Source lines:
○ ○ ○ ○ ○ ○ ○

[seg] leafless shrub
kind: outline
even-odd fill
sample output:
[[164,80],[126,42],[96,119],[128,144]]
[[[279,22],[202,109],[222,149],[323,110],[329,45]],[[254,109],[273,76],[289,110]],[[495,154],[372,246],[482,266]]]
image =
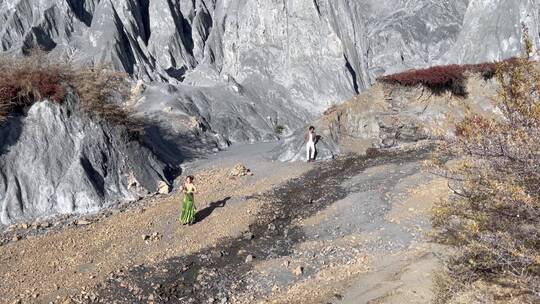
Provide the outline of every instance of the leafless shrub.
[[143,122],[118,103],[128,95],[126,79],[105,67],[78,69],[52,62],[40,51],[24,58],[0,58],[0,123],[36,102],[62,103],[71,92],[86,114],[140,133]]
[[[540,71],[530,53],[497,64],[502,117],[468,114],[431,164],[454,191],[432,218],[455,249],[436,303],[540,301]],[[446,165],[449,155],[459,163]]]

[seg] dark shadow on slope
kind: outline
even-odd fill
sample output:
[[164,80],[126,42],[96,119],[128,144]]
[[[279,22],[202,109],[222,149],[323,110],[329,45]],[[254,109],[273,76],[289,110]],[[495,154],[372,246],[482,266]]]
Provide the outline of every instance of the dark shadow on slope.
[[[254,238],[228,238],[213,248],[157,265],[131,268],[100,286],[97,297],[103,302],[144,303],[152,295],[158,303],[204,303],[208,298],[240,294],[246,285],[238,282],[253,271],[253,264],[245,262],[245,253],[259,261],[291,254],[305,238],[303,230],[293,224],[295,220],[308,218],[345,198],[352,190],[342,186],[344,181],[373,166],[418,162],[430,153],[430,149],[383,152],[376,157],[353,156],[317,165],[303,176],[261,195],[271,204],[250,225]],[[270,226],[275,229],[269,229]],[[199,284],[200,274],[208,269],[213,271],[212,281]],[[141,292],[135,294],[119,282],[129,282],[128,286],[136,286]]]
[[195,216],[195,223],[200,223],[204,221],[207,217],[209,217],[214,210],[217,208],[223,208],[227,204],[227,202],[231,199],[231,197],[226,197],[222,200],[219,200],[217,202],[210,203],[210,206],[202,209],[201,211],[197,212],[197,215]]
[[143,29],[144,29],[144,43],[148,45],[148,40],[150,40],[150,36],[152,35],[152,32],[150,30],[150,0],[139,0],[141,5],[141,18],[143,23]]
[[9,152],[9,148],[17,143],[23,130],[23,115],[9,117],[0,123],[0,156]]
[[92,15],[84,8],[84,1],[67,0],[66,2],[77,19],[82,21],[88,27],[92,25]]

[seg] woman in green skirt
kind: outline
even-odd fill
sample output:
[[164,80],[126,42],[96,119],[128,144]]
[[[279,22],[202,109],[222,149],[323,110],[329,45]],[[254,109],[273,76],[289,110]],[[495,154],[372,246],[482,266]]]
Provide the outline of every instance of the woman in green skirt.
[[197,213],[197,207],[195,206],[194,194],[197,192],[197,188],[193,184],[195,177],[192,175],[186,177],[182,192],[184,193],[184,202],[182,204],[182,215],[180,221],[182,225],[191,225],[195,223],[195,214]]

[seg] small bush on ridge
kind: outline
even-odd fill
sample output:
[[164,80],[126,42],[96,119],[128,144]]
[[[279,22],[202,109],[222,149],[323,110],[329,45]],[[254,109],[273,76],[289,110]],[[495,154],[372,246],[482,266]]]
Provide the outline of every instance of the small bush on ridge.
[[[506,62],[511,63],[514,61],[515,59],[509,59]],[[410,70],[403,73],[383,76],[378,80],[383,83],[407,87],[422,85],[437,94],[451,92],[456,96],[465,97],[467,95],[467,74],[480,74],[484,79],[491,79],[495,76],[496,69],[496,63],[452,64],[434,66],[427,69]]]
[[524,56],[495,77],[502,117],[467,114],[432,163],[454,191],[432,218],[454,248],[436,303],[540,303],[540,71]]
[[0,58],[0,123],[36,102],[62,103],[68,92],[78,96],[86,114],[142,132],[143,123],[114,102],[127,96],[124,73],[104,67],[76,69],[51,62],[40,52],[24,58]]

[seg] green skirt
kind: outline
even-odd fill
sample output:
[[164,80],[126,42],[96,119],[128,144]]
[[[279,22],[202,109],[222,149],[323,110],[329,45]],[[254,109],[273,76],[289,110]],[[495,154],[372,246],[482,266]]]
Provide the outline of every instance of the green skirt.
[[197,207],[195,207],[195,199],[193,193],[184,194],[184,202],[182,204],[182,215],[180,216],[180,222],[183,225],[195,223],[195,214],[197,213]]

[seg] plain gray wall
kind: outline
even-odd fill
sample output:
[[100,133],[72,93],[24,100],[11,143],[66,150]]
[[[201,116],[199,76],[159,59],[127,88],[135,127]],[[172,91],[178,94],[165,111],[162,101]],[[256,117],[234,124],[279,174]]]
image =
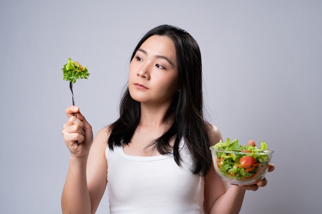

○ ○ ○ ○ ○ ○ ○

### DIRECTIONS
Copy all of the lines above word for word, but leave out the pictures.

### THE COMPLETED TASK
[seg] leafless shrub
kind: outline
even-odd fill
sample output:
[[164,80],[126,42],[96,119],[128,144]]
[[[279,22],[202,109],[222,149],[323,110],[329,45]],[[254,109],[273,76],[289,110]],[[495,154],[372,246],[482,266]]]
image =
Provide the outline of every instance of the leafless shrub.
[[143,122],[118,103],[128,95],[126,79],[105,67],[78,69],[52,62],[40,51],[24,58],[0,58],[0,123],[36,102],[62,103],[71,92],[86,114],[140,133]]
[[[540,71],[530,53],[497,64],[502,117],[468,114],[431,164],[454,191],[432,218],[455,249],[436,303],[540,301]],[[446,165],[449,155],[459,163]]]

[seg] dark shadow on slope
kind: outline
even-odd fill
sample output:
[[164,80],[126,42],[96,119],[128,144]]
[[[279,22],[202,109],[222,149],[323,110],[329,45]],[[254,109],[273,76],[289,110]],[[495,154],[372,246],[482,266]]]
Provide the outline of every instance of the dark shadow on slope.
[[[254,238],[228,238],[213,248],[157,265],[131,268],[100,286],[97,297],[103,302],[144,303],[152,295],[158,303],[204,303],[208,298],[240,294],[246,285],[238,282],[253,271],[253,264],[245,262],[245,253],[259,261],[291,254],[305,238],[303,230],[293,224],[295,220],[308,218],[345,198],[352,190],[342,186],[344,181],[373,166],[418,162],[430,153],[430,149],[383,152],[376,157],[353,156],[317,165],[303,176],[261,195],[271,204],[250,225]],[[270,226],[275,229],[269,229]],[[199,284],[200,274],[208,269],[213,271],[212,281]],[[141,292],[135,294],[119,282],[129,282],[128,286],[136,286]]]
[[195,216],[195,223],[200,223],[204,221],[207,217],[209,217],[214,210],[217,208],[223,208],[227,204],[227,202],[231,199],[231,197],[226,197],[222,200],[219,200],[217,202],[210,203],[210,206],[202,209],[201,211],[197,212],[197,215]]
[[143,29],[144,29],[144,43],[148,45],[148,40],[150,40],[150,36],[152,35],[152,32],[150,30],[150,0],[139,0],[141,5],[141,18],[143,23]]
[[9,152],[9,148],[17,143],[23,130],[23,115],[9,117],[0,123],[0,156]]
[[92,15],[84,8],[84,1],[67,0],[66,2],[77,19],[82,21],[88,27],[92,25]]

[seg] woman in green skirt
kind: outline
even-odd fill
sample output:
[[164,80],[126,42],[96,119],[128,144]]
[[[279,22],[202,109],[222,149],[323,110],[329,45]],[[254,109],[273,76],[289,110]],[[495,154],[372,246],[482,266]]]
Provide the outline of every instance of the woman in green skirt.
[[197,213],[197,207],[195,206],[194,194],[197,192],[197,188],[193,184],[195,177],[192,175],[186,177],[182,192],[184,193],[184,202],[182,204],[182,215],[180,221],[182,225],[191,225],[195,223],[195,214]]

[seg] small bush on ridge
kind: outline
even-odd fill
sample output:
[[164,80],[126,42],[96,119],[128,144]]
[[[279,22],[202,109],[222,149],[323,110],[329,45]],[[254,109],[273,76],[289,110]],[[495,154],[372,246],[482,266]]]
Provide the outline of every instance of the small bush on ridge.
[[[506,62],[511,63],[514,61],[515,59],[509,59]],[[410,70],[403,73],[383,76],[378,80],[383,83],[407,87],[422,85],[437,94],[451,92],[456,96],[465,97],[467,95],[467,74],[480,74],[484,79],[491,79],[495,76],[496,69],[496,63],[452,64],[434,66],[427,69]]]
[[524,56],[495,77],[502,117],[467,114],[432,163],[454,191],[432,218],[454,248],[436,303],[540,303],[540,71]]
[[0,58],[0,123],[36,102],[62,103],[68,92],[78,96],[86,114],[142,132],[143,123],[114,102],[127,96],[124,73],[104,67],[76,69],[51,62],[40,52],[24,58]]

[seg] green skirt
kind: outline
even-odd fill
sample output:
[[164,80],[126,42],[96,119],[128,144]]
[[[279,22],[202,109],[222,149],[323,110],[329,45]],[[254,109],[273,76],[289,110]],[[495,154],[372,246],[482,266]]]
Provide the outline of every instance of the green skirt.
[[197,207],[195,207],[195,199],[193,193],[184,194],[184,202],[182,204],[182,215],[180,216],[180,222],[183,225],[195,223],[195,214],[197,213]]

[seg] plain gray wall
kind: outline
even-odd fill
sample output:
[[100,133],[72,93],[24,100],[11,143],[66,150]]
[[[201,116],[199,76],[159,59],[127,88],[135,127]],[[172,91],[178,94],[165,111],[162,101]],[[256,117],[234,124],[279,174]]]
image =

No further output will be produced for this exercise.